/---
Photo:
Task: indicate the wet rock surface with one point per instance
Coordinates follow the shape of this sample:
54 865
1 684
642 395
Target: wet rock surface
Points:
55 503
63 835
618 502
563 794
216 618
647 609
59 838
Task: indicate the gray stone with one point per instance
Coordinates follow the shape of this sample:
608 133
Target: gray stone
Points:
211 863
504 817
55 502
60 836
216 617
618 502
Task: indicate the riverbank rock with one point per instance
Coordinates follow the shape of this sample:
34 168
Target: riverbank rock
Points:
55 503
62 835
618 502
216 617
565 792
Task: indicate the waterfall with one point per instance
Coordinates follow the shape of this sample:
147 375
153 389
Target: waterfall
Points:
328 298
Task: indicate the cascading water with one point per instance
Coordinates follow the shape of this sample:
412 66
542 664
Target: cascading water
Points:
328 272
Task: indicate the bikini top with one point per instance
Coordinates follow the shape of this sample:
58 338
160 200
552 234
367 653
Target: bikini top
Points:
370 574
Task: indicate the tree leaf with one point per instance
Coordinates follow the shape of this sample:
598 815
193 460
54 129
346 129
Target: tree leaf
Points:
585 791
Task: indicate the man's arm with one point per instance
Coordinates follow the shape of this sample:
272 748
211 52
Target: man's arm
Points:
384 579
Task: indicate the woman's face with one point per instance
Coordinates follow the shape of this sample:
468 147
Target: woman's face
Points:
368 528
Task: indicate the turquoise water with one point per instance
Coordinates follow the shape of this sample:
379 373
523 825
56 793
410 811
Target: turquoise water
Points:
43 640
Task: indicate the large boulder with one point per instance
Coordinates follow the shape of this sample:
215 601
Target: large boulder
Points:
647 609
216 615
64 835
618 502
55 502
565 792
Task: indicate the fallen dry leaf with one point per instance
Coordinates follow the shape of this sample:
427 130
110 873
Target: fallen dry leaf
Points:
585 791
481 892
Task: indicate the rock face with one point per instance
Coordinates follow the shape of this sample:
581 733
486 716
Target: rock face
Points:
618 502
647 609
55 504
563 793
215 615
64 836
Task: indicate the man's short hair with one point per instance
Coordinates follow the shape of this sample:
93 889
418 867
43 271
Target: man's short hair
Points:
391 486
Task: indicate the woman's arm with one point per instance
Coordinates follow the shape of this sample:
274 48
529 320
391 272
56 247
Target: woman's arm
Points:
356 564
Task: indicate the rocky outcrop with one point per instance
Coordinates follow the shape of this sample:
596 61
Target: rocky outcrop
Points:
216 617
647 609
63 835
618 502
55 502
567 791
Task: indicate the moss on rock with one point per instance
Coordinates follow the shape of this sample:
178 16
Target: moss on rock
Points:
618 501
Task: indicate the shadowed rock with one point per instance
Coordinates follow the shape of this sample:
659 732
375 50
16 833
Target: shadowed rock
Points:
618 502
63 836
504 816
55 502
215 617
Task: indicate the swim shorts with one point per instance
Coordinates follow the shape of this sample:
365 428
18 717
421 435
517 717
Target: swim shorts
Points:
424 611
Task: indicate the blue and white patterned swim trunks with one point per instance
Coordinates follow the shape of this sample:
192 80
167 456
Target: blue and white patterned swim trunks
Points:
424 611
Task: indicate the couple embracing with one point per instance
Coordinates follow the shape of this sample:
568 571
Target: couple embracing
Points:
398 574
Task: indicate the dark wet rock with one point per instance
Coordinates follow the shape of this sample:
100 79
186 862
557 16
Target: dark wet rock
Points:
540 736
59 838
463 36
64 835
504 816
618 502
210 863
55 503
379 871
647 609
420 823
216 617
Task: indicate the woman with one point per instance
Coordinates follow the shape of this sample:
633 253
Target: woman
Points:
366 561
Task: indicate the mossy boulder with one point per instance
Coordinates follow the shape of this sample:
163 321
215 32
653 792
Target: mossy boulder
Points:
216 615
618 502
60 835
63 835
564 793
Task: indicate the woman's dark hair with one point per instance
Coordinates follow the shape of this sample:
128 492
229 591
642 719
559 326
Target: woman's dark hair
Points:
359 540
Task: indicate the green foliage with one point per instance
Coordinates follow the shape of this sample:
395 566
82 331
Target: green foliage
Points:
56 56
\---
## Brief
What needs duplicating is the run of lines from the one containing "Task: indicate the blue" through the last line of the entries above, exact and complete.

## Answer for this exercise
Task: indicate the blue and white patterned swim trunks with one point per instance
Coordinates follow the shape of this sample:
192 80
167 456
Target: blue and white patterned swim trunks
Points:
424 611
Task: indicate the couple embracing with one point per instance
Coordinates follow the shape of this sample:
568 571
Target: couple embracing
Points:
398 574
Task: indicate the dark wet rock with one point per instance
Coordinates follow the shape of this sample:
100 79
186 862
557 16
Target: dark wet rock
Points:
540 736
59 838
463 36
64 835
504 816
618 502
210 863
55 503
379 871
647 609
420 823
216 617
Task: indicate the woman with one point per instance
Coordinates follow the shape of this sample:
633 253
Target: woman
Points:
366 561
Task: indicate the mossy boulder with one point per instance
Coordinates follow the shape of this sample:
163 321
215 32
653 792
Target: mossy boulder
Points:
216 615
618 502
60 835
63 835
564 793
Task: indicate the woman's dark hair with one point per instance
Coordinates follow the shape of this sample:
128 492
229 591
642 719
559 326
Target: woman's dark hair
Points:
359 540
Task: indicate the green foliage with one point per instance
Coordinates follow the shape of this sample:
395 566
82 331
Target: green foliage
Points:
56 56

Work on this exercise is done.